#### SELECTED EXCERPT
════
Amit Kumar
Practice Head of Java and Enterprise Architecture at Unthinkable Solutions
Amit Singh, Practice Head of Java and Enterprise Architecture at Unthinkable Solutions. With over 20 years of experience in quality assurance, enterprise architecture, and system performance, Amit brings unmatched expertise in designing high-performance, scalable digital platforms.

Anmol Satija
Host
Anmol Satija is driven by curiosity and a deep interest in how tech impacts our lives. As the host of The Unthinkable Tech Podcast, she breaks down big tech trends with industry leaders in a way that’s thoughtful, clear, and engaging.
Episode Overview
When dealing with technology, it is always required to be prepared for the unprecedented scenarios, such as traffic spikes.
One of the primary issues companies encounter is the identification of performance bottlenecks. This often turns out to be queues building up in various parts of the system, such as network sockets or I/O queues. These bottlenecks can significantly degrade system performance, leading to latency issues and resource conflicts.
Discover various strategies to address the challenges that arise when scaling your system by tuning into the podcast.
════
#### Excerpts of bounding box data
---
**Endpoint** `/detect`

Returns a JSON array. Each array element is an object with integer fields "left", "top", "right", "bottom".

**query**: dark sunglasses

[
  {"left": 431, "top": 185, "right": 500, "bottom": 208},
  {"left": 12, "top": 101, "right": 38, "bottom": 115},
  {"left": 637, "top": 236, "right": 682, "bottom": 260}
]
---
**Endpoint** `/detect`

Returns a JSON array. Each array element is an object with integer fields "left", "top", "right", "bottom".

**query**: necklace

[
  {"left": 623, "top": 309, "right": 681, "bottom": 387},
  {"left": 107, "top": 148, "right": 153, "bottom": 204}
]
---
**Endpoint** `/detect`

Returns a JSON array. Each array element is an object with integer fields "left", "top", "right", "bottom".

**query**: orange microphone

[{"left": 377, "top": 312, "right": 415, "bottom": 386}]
════
#### JOB A
Name the areas the podcast page gives for the guest's more than 20 years of experience.
#### JOB B
Please copy the podcast page word for word from "Episode Overview" to "into the podcast.".
The records are separate material and have no connection to the podcast page.

#### TASK RESULT A
Quality assurance, enterprise architecture, and system performance.

#### TASK RESULT B
Episode Overview
When dealing with technology, it is always required to be prepared for the unprecedented scenarios, such as traffic spikes.
One of the primary issues companies encounter is the identification of performance bottlenecks. This often turns out to be queues building up in various parts of the system, such as network sockets or I/O queues. These bottlenecks can significantly degrade system performance, leading to latency issues and resource conflicts.
Discover various strategies to address the challenges that arise when scaling your system by tuning into the podcast.